### QUOTED TEXT
%%
# Cabbage Rolls...4 versions inside!



## CanadianShe_Wolf

Ingredients

2 heads of cabbage 
2 lbs ground beef (or veal/beef/pork mix)
3 cups cooked rice 
1 egg 
1 tsp garlic 
1 tbsp parsley
1/4 to 1/2 tsp. Hungarian Paprika
2 slices diced onion 
1 -15 oz. can tomato sauce 
1-28 oz. can crushed tomatoes
1/4 cup tomato sauce (in meat)
Salt & Pepper to taste

Directions:...
1.. Put a head of cabbage in a pot of boiling water, and peel off the cabbage leaves one at a time. 
2.. Cut off the rough part on the end of the cabbage leaf with a sharp knife. 
3.. Mix all ingredients together except the 15 oz can of tomato sauce and crushed tomatoes and put a small amount (size of a sausage) on a cabbage leaf, and roll up like a fajita and place seam side down in a casserole dish. I put tomato sauce and a cabbage leaf or 2 on the bottom of the casserole dish so the Halupky won't burn.
4.. Pour crushed tomatoes over Halupkys. 
5.. Cover and bake approximately 75 minutes at 375*F. 
6.. Turn oven down to 325*F and bake for approximately 90 more minutes until cabbage is tender. Baste every hour. 
7.. Serve with extra heated tomato sauce. ( Your fav spaghetti sauce may be heated and used too!...CSW )

**Slovak Method:>> Use lean ground pork, tomato juice instead of crushed tomatoes and layer sauerkraut on the bottom of the pan and then on the top of them all. Traditional Slovak recipe for Houlupki. This method does not add egg in either and uses raw rice, Cook them until it starts boiling and then lower heat and cook for 1 hr.

*** Polish Method:>> I make mine the old fashioned Polish way, I use a lb. of salt pork diced into small pieces and fried until crispy, add this to the meat and raw rice. Wrap in the Cabbage leaves, place in long baking pan and pour 1 can of tomato sauce and 1 can of diced tomatoes over them. Bake until tender and rice is done. 

**** German Method:>> I put my rolls in a large pot with sauerkraut and let them cook for about 2 hours on medium so the juices get into the rolls. This was the way my mother fixed them and she got the recipe from her mother from Germany.


----------



## CanadianShe_Wolf

I should of said "4 variations"/ not version inside!


----------



## budasha

I use pork and uncooked rice in mine, and instead of cabbage on the bottom, I use pork riblets. I also use tomato juice. I haven't put sauerkraut on top but my SIL does and she also serves it with sour cream. She's Ukrainian and I'm Hungarian.


----------



## pfoley

Those look delicious.


----------



## CanadianShe_Wolf

budasha said:


> I use pork and uncooked rice in mine, and instead of cabbage on the bottom, I use pork riblets. I also use tomato juice. I haven't put sauerkraut on top but my SIL does and she also serves it with sour cream. She's Ukrainian and I'm Hungarian.


ty budasha...do appreciate your input


----------



## CanadianShe_Wolf

pfoley said:


> Those look delicious.
%%
### PROBLEMS AND TASKS
• A. Which regional methods for making the rolls are labeled as a "Method" in the cabbage roll thread? List each one.
• B. Answer these questions from the cabbage roll thread:
(i) At what temperature does the first covered bake take place?
(ii) What does budasha put on the bottom instead of cabbage?
(iii) For about how long are the rolls cooked in the German method?
The entries that follow come from a different source than the cabbage roll thread.

### GIVEN ENTRIES
%%
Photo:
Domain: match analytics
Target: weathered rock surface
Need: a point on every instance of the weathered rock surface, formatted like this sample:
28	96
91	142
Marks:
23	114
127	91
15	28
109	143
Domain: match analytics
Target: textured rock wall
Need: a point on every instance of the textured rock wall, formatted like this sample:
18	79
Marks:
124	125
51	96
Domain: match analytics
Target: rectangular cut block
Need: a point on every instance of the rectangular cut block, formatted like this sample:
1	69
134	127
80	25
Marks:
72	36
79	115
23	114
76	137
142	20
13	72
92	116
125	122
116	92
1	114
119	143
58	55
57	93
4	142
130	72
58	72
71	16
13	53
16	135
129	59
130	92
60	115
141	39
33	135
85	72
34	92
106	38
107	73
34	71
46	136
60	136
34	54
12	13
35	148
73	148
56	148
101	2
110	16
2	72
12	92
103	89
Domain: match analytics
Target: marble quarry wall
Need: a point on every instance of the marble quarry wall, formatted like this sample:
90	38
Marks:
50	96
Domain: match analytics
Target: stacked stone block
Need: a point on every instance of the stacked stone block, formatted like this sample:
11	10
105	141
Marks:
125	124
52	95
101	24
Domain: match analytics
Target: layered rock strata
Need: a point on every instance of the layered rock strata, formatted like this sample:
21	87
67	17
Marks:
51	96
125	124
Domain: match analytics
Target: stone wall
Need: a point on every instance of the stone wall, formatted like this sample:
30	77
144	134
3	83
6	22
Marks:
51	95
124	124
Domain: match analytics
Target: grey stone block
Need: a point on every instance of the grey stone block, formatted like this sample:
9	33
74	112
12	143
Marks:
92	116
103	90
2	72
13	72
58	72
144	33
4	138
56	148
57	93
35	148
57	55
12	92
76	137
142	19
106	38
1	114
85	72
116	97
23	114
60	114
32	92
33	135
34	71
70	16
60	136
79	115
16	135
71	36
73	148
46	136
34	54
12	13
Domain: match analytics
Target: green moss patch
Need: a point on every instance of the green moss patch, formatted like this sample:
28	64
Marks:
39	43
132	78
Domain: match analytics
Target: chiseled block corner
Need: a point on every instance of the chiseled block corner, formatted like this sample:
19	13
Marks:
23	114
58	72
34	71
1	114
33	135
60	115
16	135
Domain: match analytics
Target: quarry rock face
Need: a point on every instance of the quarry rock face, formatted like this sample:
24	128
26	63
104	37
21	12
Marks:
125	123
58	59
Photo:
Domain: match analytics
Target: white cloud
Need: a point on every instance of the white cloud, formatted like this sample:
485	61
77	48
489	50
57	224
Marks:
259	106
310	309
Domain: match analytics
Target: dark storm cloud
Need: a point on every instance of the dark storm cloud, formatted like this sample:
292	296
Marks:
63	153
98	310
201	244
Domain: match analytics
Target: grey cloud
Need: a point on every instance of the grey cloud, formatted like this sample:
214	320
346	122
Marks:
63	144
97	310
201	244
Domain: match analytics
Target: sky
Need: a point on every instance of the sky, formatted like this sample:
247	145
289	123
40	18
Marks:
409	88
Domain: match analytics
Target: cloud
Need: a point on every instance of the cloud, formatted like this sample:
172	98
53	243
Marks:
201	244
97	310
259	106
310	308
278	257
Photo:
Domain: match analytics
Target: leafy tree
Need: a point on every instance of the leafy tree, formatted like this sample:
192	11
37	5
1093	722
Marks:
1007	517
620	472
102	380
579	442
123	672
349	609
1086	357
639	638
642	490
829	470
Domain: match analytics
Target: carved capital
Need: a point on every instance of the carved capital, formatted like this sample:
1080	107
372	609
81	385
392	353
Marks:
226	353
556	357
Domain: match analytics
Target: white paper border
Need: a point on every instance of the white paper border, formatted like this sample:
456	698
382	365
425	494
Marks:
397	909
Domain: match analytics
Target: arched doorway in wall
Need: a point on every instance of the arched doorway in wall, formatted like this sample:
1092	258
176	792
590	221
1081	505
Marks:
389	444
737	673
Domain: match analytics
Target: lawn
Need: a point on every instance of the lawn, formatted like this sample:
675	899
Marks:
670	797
%%
### RESULTS
• A. Slovak, Polish, German

• B.
(i) 375°F
(ii) Pork riblets
(iii) About 2 hours